[START OF EXTRACTED INFORMATION]

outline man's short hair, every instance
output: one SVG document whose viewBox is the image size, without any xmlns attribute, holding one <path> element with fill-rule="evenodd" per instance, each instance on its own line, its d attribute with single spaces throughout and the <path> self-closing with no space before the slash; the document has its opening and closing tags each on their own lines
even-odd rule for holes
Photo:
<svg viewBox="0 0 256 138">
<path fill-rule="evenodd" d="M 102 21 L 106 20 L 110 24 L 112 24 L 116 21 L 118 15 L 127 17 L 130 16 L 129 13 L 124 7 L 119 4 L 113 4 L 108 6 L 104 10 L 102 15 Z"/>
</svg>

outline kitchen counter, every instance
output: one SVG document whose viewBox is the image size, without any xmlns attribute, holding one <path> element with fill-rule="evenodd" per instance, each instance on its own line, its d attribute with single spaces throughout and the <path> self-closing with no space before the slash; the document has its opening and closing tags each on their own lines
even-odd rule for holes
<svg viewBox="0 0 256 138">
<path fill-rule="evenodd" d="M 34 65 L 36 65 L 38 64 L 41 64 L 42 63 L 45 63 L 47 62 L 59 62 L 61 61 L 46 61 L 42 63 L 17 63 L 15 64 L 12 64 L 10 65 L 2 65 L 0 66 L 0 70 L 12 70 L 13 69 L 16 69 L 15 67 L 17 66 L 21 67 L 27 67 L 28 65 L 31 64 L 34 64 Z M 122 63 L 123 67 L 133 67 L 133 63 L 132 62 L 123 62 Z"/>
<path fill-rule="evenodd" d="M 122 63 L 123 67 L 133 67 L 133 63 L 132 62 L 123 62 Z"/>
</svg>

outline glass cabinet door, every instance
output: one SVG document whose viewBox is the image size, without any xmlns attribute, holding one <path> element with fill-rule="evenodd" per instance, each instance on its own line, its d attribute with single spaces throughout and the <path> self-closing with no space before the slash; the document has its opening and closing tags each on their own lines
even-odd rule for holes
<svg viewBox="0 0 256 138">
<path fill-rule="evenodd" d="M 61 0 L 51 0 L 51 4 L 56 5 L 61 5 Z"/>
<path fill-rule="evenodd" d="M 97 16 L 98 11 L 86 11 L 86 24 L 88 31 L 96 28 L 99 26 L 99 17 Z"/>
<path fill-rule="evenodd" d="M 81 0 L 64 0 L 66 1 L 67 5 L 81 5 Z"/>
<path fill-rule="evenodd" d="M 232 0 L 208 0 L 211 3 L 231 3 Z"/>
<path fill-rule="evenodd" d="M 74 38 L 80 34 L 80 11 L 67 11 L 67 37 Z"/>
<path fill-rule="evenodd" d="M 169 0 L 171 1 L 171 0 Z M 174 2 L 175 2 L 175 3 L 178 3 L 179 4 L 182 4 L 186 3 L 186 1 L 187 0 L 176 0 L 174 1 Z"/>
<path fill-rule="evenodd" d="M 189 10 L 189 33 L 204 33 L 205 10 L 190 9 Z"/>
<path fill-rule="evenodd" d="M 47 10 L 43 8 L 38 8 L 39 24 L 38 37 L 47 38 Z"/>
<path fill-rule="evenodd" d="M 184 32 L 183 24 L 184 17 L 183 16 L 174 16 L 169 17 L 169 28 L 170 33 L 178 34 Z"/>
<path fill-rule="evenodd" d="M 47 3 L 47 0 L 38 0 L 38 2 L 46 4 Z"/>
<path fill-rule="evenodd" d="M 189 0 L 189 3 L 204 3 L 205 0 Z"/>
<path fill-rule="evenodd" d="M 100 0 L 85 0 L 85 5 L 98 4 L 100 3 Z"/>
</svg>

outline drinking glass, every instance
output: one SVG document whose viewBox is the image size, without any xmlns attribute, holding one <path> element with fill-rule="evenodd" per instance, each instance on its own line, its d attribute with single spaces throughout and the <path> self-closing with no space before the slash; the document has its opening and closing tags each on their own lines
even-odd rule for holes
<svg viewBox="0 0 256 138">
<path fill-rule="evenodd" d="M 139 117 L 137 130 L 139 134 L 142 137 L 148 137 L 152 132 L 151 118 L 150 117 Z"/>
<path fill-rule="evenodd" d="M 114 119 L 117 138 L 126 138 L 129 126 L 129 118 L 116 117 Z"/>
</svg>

[END OF EXTRACTED INFORMATION]

WORK TO DO
Write out all of the items above again, character for character, from the first line to the last.

SOLUTION TO THE EXERCISE
outline man's short hair, every instance
output: one SVG document whose viewBox is the image size, without any xmlns attribute, holding one <path> element with fill-rule="evenodd" per instance, each instance on its own line, its d attribute with single spaces throughout and the <path> self-closing with no space before the slash; the document has its opening and closing tags each on their own lines
even-odd rule for holes
Photo:
<svg viewBox="0 0 256 138">
<path fill-rule="evenodd" d="M 102 21 L 106 20 L 110 24 L 112 24 L 116 21 L 118 15 L 127 17 L 130 16 L 129 13 L 124 7 L 119 4 L 113 4 L 108 6 L 104 10 L 102 15 Z"/>
</svg>

outline kitchen counter, every instance
output: one SVG document whose viewBox is the image size, without any xmlns attribute, holding one <path> element with fill-rule="evenodd" per instance, each instance on its own line, its d attribute with single spaces throughout and the <path> self-closing with no space before the slash; the document has its opening and closing tags each on their own lines
even-odd rule for holes
<svg viewBox="0 0 256 138">
<path fill-rule="evenodd" d="M 34 65 L 36 65 L 38 64 L 41 64 L 42 63 L 45 63 L 47 62 L 59 62 L 61 61 L 46 61 L 42 63 L 17 63 L 15 64 L 12 64 L 10 65 L 2 65 L 0 66 L 0 70 L 12 70 L 13 69 L 16 69 L 15 67 L 17 66 L 21 67 L 27 67 L 28 65 L 31 64 L 34 64 Z M 122 63 L 123 67 L 133 67 L 133 63 L 132 62 L 123 62 Z"/>
<path fill-rule="evenodd" d="M 122 63 L 123 67 L 133 67 L 133 63 L 132 62 L 123 62 Z"/>
</svg>

outline glass cabinet door, every instance
output: one SVG document whose viewBox is the image size, without any xmlns attribute, holding one <path> element with fill-rule="evenodd" per instance, each instance on its own line, its d attribute with single spaces throughout and the <path> self-closing with no space before the slash; the document has its opening and closing tags each on their own lines
even-odd rule for holes
<svg viewBox="0 0 256 138">
<path fill-rule="evenodd" d="M 61 0 L 51 0 L 51 4 L 56 5 L 61 5 Z"/>
<path fill-rule="evenodd" d="M 97 16 L 98 11 L 86 11 L 86 24 L 88 31 L 96 28 L 99 26 L 99 17 Z"/>
<path fill-rule="evenodd" d="M 81 0 L 64 0 L 66 1 L 67 5 L 81 5 Z"/>
<path fill-rule="evenodd" d="M 232 0 L 208 0 L 211 3 L 231 3 Z"/>
<path fill-rule="evenodd" d="M 74 38 L 80 34 L 80 11 L 67 11 L 67 37 Z"/>
<path fill-rule="evenodd" d="M 169 0 L 171 1 L 171 0 Z M 174 2 L 175 2 L 175 3 L 178 3 L 179 4 L 182 4 L 186 3 L 186 1 L 187 0 L 176 0 L 174 1 Z"/>
<path fill-rule="evenodd" d="M 189 10 L 189 33 L 204 33 L 205 10 L 190 9 Z"/>
<path fill-rule="evenodd" d="M 47 10 L 43 8 L 38 8 L 39 24 L 38 37 L 47 38 Z"/>
<path fill-rule="evenodd" d="M 184 32 L 183 24 L 184 17 L 183 16 L 174 16 L 169 17 L 169 28 L 170 33 L 178 34 Z"/>
<path fill-rule="evenodd" d="M 47 3 L 47 0 L 38 0 L 38 2 L 46 4 Z"/>
<path fill-rule="evenodd" d="M 189 0 L 189 3 L 204 3 L 205 0 Z"/>
<path fill-rule="evenodd" d="M 100 0 L 85 0 L 85 5 L 98 4 L 100 3 Z"/>
</svg>

outline drinking glass, every instance
output: one SVG document whose viewBox is the image size, without any xmlns attribute, holding one <path> element with fill-rule="evenodd" per instance, each instance on its own line, its d attribute with single spaces throughout and the <path> self-closing with no space before the slash; the document has its opening and closing tags each on their own lines
even-odd rule for holes
<svg viewBox="0 0 256 138">
<path fill-rule="evenodd" d="M 139 117 L 137 130 L 139 134 L 142 137 L 148 137 L 152 132 L 151 118 L 150 117 Z"/>
<path fill-rule="evenodd" d="M 114 119 L 117 138 L 126 138 L 129 126 L 129 118 L 116 117 Z"/>
</svg>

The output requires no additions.